You read it right: Rome and Athens.

In other words, the two cradles of Europe.

Two of the three sources (Jerusalem, thank heavens, not yet included) of its ethics and its religions.

The double matrix of its languages.

The great blocs of faith and memory that seal its destiny.

The site of the invention of the models of democracy and citizenship we have lived by, until this very day.

The source of our knowledge and of our legal concepts.

The idiom of our double commerce, of things and of minds.

The native land of our philosophers, our rhetors, our jurisconsults, our pontiffs, and our artists.

Our compass, in both senses of the word.

Our secret but all the more imperious ancestry.

Obviously, I'm leaving things out.

I'm leaving out a great deal.

For this is a sign that, clearly, points to two things.

First, it is Europe itself that is in crisis. Not finance. Not the economy. Europe. Its culture. Its genius. Its unconscious conscience. Its immemorial and its memory. All that makes up its bases and its origins. Its heart, that beats more and more faintly. Its soul. Its common and hidden grammar. The distinction, that it invented, between law and right. Or between man and citizen. The articulation, that is its own, of multiple forms of the Multiple and of the unique name of the One.

In short, its being. Its substance. To such an extent that, in order to understand what is happening, to know what it entails when we speak of the crisis of the debt or of the euro, to understand, just to understand, what the popular movements of protest currently shaking Rome and Athens, the two great capitals of European intelligence, are saying, we should be rereading Gibbon, Humboldt, or even Polybius -- these theoreticians of the fate and the fall of the Athenian paradigm or the Roman road -- rather than Friedman or Keynes.

There was the time when the Greek Idea spread, via the Empire, and then through its budding catholicity. There was the schism, early in the second millennium, between the masters of the Idea and those of the medium, between the inheritors of Athens and those of Rome, each retrieving their own. In the midst of crossing over to the modern European political project, there was the reconciliation of 1965, with the lifting of excommunications, the peace of the Churches and their priests, the disarmament of minds.

Well, perhaps we are entering into a new new phase, outwardly resembling a rapprochement, in superficial appearance a reunion, but this time for the worst. Sudden and cataclysmic, as though Rome and Athens joined together in the same disaster, as though both dead legacies were conspiring in the same amnesia, posturing of relations, caricature. So it is.
▬▬▬▬▬▬▬▬▬▬
- Problem set:
(A) Recast the paragraph of the essay on Rome and Athens that begins "There was the time when the Greek Idea spread" as a short list, keeping its main facts.
(B) Proceed with the essay on Rome and Athens, picking up right after its final sentence.
The lines after this point were taken from an unrelated source.

- Source material:
▬▬▬▬▬▬▬▬▬▬
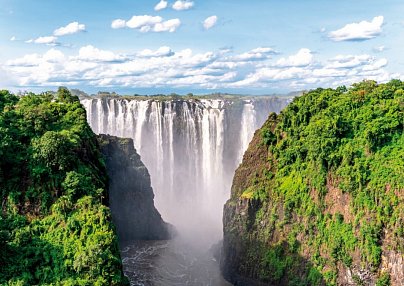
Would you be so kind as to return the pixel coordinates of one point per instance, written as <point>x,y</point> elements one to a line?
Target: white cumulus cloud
▬▬▬▬▬▬▬▬▬▬
- The responses:
(A)
- The Greek Idea spread through the Empire and then through its budding catholicity.
- Early in the second millennium, a schism split the masters of the Idea, the inheritors of Athens, from the masters of the medium, the inheritors of Rome. Each side retrieved its own.
- In 1965, as Europe moved toward its modern political project, a reconciliation lifted the excommunications and brought peace between the Churches and their priests and a disarmament of minds.

(B)
Second, the solution to this crisis will be neither financial nor economic, either, but once again, according to choice, either spiritual, moral, or political. Governments of technocrats, of course. Eminent civil servants, experts, competent individuals, Mario Montis and Lucas Papademoses, very well. Plans of austerity and rigor, stress tests for the banks, reformed States that have broken off with Berlusconian antics, obviously, and no one can escape it.

But if the above is exact, if it is no accident that Rome and Athens are the two names of this suspended apocalypse and of its horsemen gone mad, if, behind this explosion of sovereign debt, the apprehensively expected bankruptcy of States, the widespread crisis of confidence, the speculation, the crazy money, the increasing irresponsibility of the actors involved, all hiding, henceforth, behind an anonymous and inevitably irreproachable "System ", there is, indeed, this radical unbeing, none of these efforts will touch the heart of the matter. If it is really the seat of Europe, its axe of foundation, its symbolic and imaginary double name, its profane religion that are struck to the quick, none of these measures will suffice, not one of these ligatures will reshape the world of Europe, and there is no reform that will succeed in staving off the anticipated catastrophe.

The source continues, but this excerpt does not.